==== Text excerpt ====
CSV File Formats

These pages provide information and formatting assistance for the construction of valid CSV Trial/Nursery files for import into KDSmart and KDXplore.

KDSmart and KDXplore share the same import code base, designed to make the task easier. This introduction will help with understanding what needs to be prepared for a CSV import using either application.

Note

Other data import methods exist, instead of CSV files, for loading Trial/Nursery/Trait/Tag data into KDSmart/KDXplore which can offer better and longer term advantages.

KDSmart/KDXplore Import Mapping

Importing a Trial using CSV format in KDSmart/KDXplore commences with an attribute mapping table, similar to the examples in the following illustration. This is an important step which helps you setup how your Trial or Nursery information is loaded and defined in each application.

Note: This method of attribute selection is employed to make the import task easier, rather than keep editing and adjusting the CSV file format.

Before the import proceeds, CSV Column Headings in the file need to be assigned an Attribute Type using the “Import As” column.
==== Entries shown ====
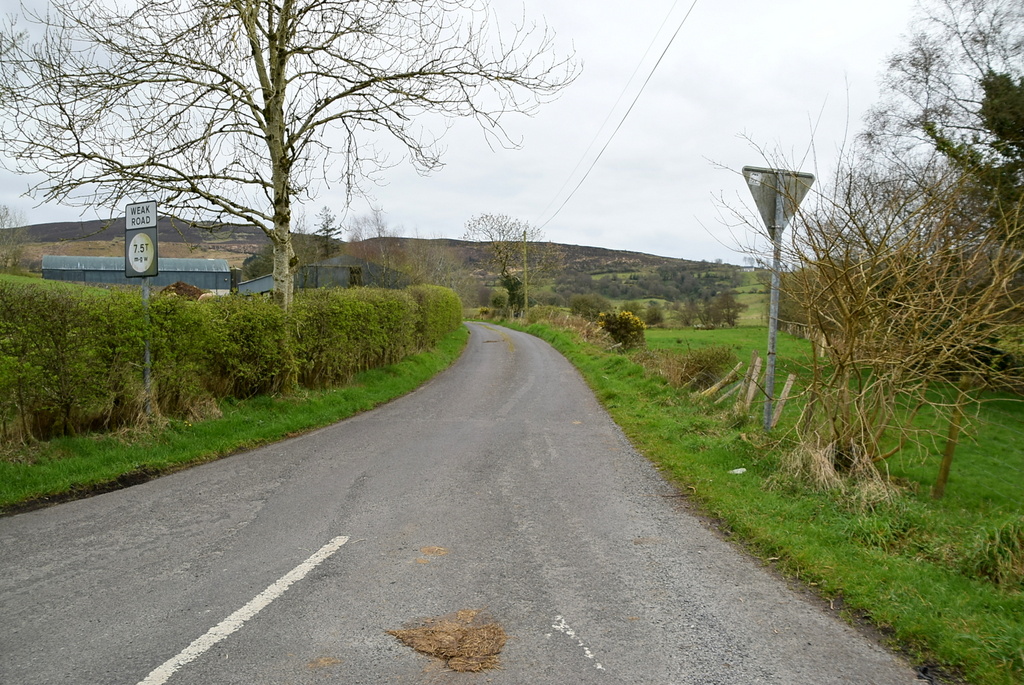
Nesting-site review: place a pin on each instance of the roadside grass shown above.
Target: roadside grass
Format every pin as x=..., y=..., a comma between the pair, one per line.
x=901, y=562
x=73, y=467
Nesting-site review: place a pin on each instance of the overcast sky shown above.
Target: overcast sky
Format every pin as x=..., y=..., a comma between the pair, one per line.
x=793, y=76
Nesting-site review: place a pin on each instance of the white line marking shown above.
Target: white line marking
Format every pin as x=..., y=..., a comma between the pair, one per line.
x=563, y=627
x=232, y=623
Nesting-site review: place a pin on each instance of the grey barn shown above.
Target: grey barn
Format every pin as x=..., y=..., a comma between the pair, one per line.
x=212, y=274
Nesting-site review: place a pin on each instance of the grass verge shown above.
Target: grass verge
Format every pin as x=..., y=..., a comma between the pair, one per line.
x=75, y=467
x=895, y=563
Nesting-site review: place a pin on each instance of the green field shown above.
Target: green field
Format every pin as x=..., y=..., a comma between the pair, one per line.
x=74, y=467
x=908, y=564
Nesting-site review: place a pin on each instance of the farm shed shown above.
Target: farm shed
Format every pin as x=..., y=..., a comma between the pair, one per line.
x=212, y=274
x=341, y=271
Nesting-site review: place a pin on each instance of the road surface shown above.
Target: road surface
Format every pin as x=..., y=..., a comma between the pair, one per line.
x=501, y=485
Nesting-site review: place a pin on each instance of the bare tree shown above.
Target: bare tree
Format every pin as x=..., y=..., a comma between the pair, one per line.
x=901, y=299
x=12, y=238
x=328, y=231
x=956, y=90
x=518, y=252
x=226, y=111
x=430, y=261
x=372, y=239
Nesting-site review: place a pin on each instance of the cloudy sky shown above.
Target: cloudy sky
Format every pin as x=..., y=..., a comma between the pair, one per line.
x=793, y=77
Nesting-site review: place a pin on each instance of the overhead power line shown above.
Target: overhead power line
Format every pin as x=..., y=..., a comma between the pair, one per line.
x=625, y=116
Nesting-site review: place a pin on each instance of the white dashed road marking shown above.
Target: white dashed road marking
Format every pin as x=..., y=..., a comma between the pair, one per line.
x=563, y=628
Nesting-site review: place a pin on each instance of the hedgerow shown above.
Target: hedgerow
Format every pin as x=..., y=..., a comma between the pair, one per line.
x=72, y=360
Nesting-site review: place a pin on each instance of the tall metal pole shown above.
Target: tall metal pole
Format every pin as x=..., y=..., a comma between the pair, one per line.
x=146, y=381
x=776, y=280
x=777, y=194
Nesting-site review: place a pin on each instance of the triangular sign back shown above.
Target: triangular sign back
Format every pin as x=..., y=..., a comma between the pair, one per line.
x=766, y=184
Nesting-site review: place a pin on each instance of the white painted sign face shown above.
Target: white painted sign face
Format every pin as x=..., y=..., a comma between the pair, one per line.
x=141, y=259
x=140, y=215
x=141, y=252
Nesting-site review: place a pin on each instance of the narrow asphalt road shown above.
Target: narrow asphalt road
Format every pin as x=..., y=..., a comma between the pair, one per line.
x=500, y=485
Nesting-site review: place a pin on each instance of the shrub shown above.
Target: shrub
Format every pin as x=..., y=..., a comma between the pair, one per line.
x=625, y=328
x=998, y=554
x=247, y=349
x=337, y=333
x=180, y=362
x=439, y=313
x=49, y=360
x=696, y=369
x=589, y=306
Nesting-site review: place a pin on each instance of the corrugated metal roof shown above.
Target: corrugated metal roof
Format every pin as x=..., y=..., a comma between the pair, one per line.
x=67, y=262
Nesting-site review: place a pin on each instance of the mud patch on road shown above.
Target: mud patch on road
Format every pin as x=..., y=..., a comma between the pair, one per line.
====
◆ Instructions to follow: Resume the text on CSV file formats for KDSmart and KDXplore imports, starting right after its last sentence about assigning an Attribute Type with the “Import As” column.

◆ Answer to this problem:
Trait Name Style Import Trial from CSV Column Mapping Example
KDSmart	KDXplore
KDSmart CSV Column Mapping Example	KDXplore CSV Column Mapping Example

The interface examples above illustrate the:

File chosen to import is “maize-with-data.csv”;
Name of the CSV’s column Headings;
First data row; and
Blue (KDSmart) ‘Import As’ column.

Selecting the ‘Import As’ entry, for each row as necessary, reveals a drop down list of attributes that can be assigned to the column. KDSmart/KDXplore makes a ‘best guess’ of the attribute type where possible based upon the first row of data.

Trials and Plots

The following tables list each Attribute Type. Pay particular attention to the ones marked as blue text:

Trait Name Style Attribute Type Usage
Attribute Type	Usage
Trial Attribute or Plot Attribute	Indicates KDSmart must retain the value as an attribute, either for the Trial or for each Plot respectively.
Trait or Trait for Sub-Plot	Applying either of these Attributes to a column causes a Trait of that name to be added to the list of Traits for the Trial.
Ignore	Use this Attribute to ignore columns in the CSV file.

The Attribute Types listed above may be applied to ANY heading in the CSV file.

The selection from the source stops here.